(Stored dataset entries)
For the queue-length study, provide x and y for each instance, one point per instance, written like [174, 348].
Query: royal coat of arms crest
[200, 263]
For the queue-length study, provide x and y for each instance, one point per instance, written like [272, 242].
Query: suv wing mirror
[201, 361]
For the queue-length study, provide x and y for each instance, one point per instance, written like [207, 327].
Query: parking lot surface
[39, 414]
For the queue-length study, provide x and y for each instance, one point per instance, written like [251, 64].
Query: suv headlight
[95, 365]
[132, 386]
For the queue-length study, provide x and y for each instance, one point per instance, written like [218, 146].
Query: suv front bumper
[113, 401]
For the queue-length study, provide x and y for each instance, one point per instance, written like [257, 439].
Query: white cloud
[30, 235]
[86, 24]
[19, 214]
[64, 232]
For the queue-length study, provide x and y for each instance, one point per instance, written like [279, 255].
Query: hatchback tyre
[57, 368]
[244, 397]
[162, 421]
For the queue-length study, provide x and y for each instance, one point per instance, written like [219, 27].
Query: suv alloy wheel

* _GIVEN PROBLEM_:
Please give the entries again from the line containing "like [279, 255]." through the end of the entries, with "hatchback" replaced by "sedan" and everything else left as it is.

* _PROBLEM SOLUTION_:
For the queue-length study, provide x and y for each instance, one point per instance, written like [279, 255].
Query: sedan tyre
[57, 368]
[244, 397]
[162, 421]
For the queue-length study, provide x and y for each instance, one point per instance, written like [219, 27].
Query: suv alloy wheel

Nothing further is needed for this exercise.